→ What the task asks:
An exact copy of every record is needed.

* START *

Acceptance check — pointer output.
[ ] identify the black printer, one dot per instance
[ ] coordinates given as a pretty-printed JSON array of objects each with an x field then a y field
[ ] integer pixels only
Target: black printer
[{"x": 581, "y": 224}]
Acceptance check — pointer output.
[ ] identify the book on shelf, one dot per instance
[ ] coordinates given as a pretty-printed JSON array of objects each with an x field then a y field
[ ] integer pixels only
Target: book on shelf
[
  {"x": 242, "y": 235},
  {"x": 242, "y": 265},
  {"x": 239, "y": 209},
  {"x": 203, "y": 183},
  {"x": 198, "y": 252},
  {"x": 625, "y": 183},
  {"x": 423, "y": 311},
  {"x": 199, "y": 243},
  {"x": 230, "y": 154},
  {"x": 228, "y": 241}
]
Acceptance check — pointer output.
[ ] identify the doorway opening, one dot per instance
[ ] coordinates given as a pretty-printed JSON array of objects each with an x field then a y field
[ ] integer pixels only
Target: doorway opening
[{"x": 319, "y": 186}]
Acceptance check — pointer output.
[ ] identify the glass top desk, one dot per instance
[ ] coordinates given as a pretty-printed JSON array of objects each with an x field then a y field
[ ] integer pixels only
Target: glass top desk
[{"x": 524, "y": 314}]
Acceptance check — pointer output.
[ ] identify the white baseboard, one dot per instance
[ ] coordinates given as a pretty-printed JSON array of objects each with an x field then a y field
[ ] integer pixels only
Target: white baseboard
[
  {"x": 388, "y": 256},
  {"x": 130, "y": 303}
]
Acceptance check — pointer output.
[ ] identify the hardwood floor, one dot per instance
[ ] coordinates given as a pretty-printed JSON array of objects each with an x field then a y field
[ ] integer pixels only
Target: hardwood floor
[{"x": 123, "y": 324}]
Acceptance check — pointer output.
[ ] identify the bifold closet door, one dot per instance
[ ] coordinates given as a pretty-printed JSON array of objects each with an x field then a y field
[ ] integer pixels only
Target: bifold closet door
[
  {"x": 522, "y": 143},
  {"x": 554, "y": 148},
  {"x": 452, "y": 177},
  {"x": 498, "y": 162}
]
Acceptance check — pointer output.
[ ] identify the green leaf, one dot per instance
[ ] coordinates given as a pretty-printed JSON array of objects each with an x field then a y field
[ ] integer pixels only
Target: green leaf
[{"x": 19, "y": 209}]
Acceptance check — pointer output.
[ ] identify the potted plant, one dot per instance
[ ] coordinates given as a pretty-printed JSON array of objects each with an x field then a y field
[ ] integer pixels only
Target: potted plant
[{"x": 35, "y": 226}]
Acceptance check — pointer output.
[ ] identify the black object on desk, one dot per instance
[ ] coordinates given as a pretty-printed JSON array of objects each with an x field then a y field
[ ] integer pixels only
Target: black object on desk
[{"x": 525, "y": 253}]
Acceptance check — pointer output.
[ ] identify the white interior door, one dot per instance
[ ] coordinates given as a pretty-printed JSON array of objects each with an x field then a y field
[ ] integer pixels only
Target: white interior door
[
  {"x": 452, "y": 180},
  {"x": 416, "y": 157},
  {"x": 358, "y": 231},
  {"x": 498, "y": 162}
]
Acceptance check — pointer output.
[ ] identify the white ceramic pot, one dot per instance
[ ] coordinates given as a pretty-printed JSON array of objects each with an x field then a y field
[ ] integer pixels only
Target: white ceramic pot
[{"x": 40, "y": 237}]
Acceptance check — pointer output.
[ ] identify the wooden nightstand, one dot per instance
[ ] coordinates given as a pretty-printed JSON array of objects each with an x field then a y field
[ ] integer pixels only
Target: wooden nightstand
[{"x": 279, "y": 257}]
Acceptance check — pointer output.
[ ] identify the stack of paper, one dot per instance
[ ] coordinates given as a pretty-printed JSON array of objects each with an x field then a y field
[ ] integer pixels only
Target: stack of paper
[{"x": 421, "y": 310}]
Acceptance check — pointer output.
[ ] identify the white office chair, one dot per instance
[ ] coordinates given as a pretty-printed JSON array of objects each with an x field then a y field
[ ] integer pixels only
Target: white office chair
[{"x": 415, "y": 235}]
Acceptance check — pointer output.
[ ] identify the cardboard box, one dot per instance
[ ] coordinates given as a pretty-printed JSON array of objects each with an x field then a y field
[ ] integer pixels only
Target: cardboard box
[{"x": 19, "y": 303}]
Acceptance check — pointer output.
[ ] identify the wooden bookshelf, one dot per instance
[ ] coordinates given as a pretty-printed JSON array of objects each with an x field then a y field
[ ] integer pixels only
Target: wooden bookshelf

* END *

→ Solution:
Acceptance check — pointer output.
[ ] identify the black printer, one dot per instance
[ ] coordinates given as a pretty-printed JSON array of objects each with an x field then a y field
[ ] integer pixels only
Target: black printer
[{"x": 581, "y": 224}]
Acceptance check — pointer output.
[ ] identify the book on shelf, one dot per instance
[ ] coordinates given as a pretty-printed JSON array of objects each with an x field then a y field
[ ] integer pixels only
Target: book on shelf
[
  {"x": 242, "y": 235},
  {"x": 242, "y": 265},
  {"x": 239, "y": 209},
  {"x": 203, "y": 183},
  {"x": 198, "y": 252},
  {"x": 625, "y": 183},
  {"x": 423, "y": 311},
  {"x": 199, "y": 243},
  {"x": 230, "y": 154},
  {"x": 228, "y": 241}
]
Acceptance check — pointer output.
[ ] identify the doorway opening, one dot per instance
[ ] coordinates given as a pretty-printed JSON array of objects each with an x field then a y field
[ ] integer pixels only
Target: doorway opening
[{"x": 319, "y": 186}]
Acceptance check — pointer output.
[ ] identify the glass top desk, one dot per instance
[ ] coordinates given as a pretty-printed JSON array of objects each with an x field then a y field
[ ] integer pixels only
Target: glass top desk
[{"x": 524, "y": 314}]
Acceptance check — pointer output.
[ ] identify the white baseboard, one dot per instance
[ ] coordinates given as a pretty-printed JSON array of objects each with an x field then a y field
[ ] integer pixels only
Target: white baseboard
[
  {"x": 388, "y": 256},
  {"x": 130, "y": 303}
]
Acceptance check — pointer output.
[ ] identify the hardwood floor, one dot per instance
[ ] coordinates given as a pretty-printed JSON array of objects each with an x field then a y field
[ ] integer pixels only
Target: hardwood floor
[{"x": 123, "y": 324}]
Acceptance check — pointer output.
[ ] identify the bifold closet door, one dot per instance
[ ] coordinates given as a pretty-printed JSON array of objects each with an x field then a y field
[ ] integer pixels only
Target: bifold closet door
[
  {"x": 522, "y": 143},
  {"x": 554, "y": 148},
  {"x": 452, "y": 177},
  {"x": 498, "y": 162}
]
Acceptance check — pointer output.
[ ] identify the green leaf, one dot per instance
[ ] coordinates given as a pretty-printed JSON array of objects each with an x field then a y field
[ ] integer pixels only
Target: green leaf
[{"x": 19, "y": 209}]
Acceptance check — pointer output.
[ ] identify the potted plant, one dot per instance
[ ] coordinates given as a pretty-printed JSON array of objects each with an x field then a y field
[ ] integer pixels only
Target: potted plant
[{"x": 35, "y": 226}]
Acceptance check — pointer output.
[ ] identify the black object on desk, one dot per instance
[ ] coordinates given as a pretty-printed JSON array of objects each with an x field then a y field
[ ] integer pixels only
Target: black object on desk
[{"x": 525, "y": 253}]
Acceptance check — pointer output.
[ ] identify the white interior door, one dot per instance
[ ] coordinates given as a pretty-printed JSON array of objects each with an x field then a y field
[ ] integer pixels only
Target: white interior door
[
  {"x": 452, "y": 180},
  {"x": 416, "y": 157},
  {"x": 358, "y": 231},
  {"x": 498, "y": 162}
]
Acceptance check — pointer output.
[ ] identify the white ceramic pot, one dot per instance
[ ] coordinates given as a pretty-printed JSON array of objects each with an x field then a y field
[ ] integer pixels only
Target: white ceramic pot
[{"x": 40, "y": 237}]
Acceptance check — pointer output.
[ ] identify the wooden nightstand, one dot per instance
[ ] coordinates given as a pretty-printed JSON array of objects each with an x field then a y field
[ ] integer pixels only
Target: wooden nightstand
[{"x": 279, "y": 257}]
Acceptance check — pointer output.
[ ] identify the stack of paper, one dot per instance
[ ] coordinates given as a pretty-printed JSON array of objects each with an x field then a y field
[ ] integer pixels only
Target: stack of paper
[{"x": 421, "y": 310}]
Acceptance check — pointer output.
[ ] identify the white office chair, one dot per instance
[ ] coordinates given as a pretty-printed JSON array of objects each with an x field then a y field
[ ] integer pixels only
Target: white office chair
[{"x": 415, "y": 235}]
Acceptance check — pointer output.
[ ] identify the cardboard box, one dot per instance
[ ] coordinates given as a pretty-printed JSON array of objects each with an x field then a y field
[ ] integer pixels only
Target: cardboard box
[{"x": 19, "y": 303}]
Acceptance check — pointer output.
[ ] identify the wooden bookshelf, one dot per instance
[ ] coordinates given as a pretty-printed JSON array of objects each with an x field then a y field
[ ] integer pixels only
Target: wooden bookshelf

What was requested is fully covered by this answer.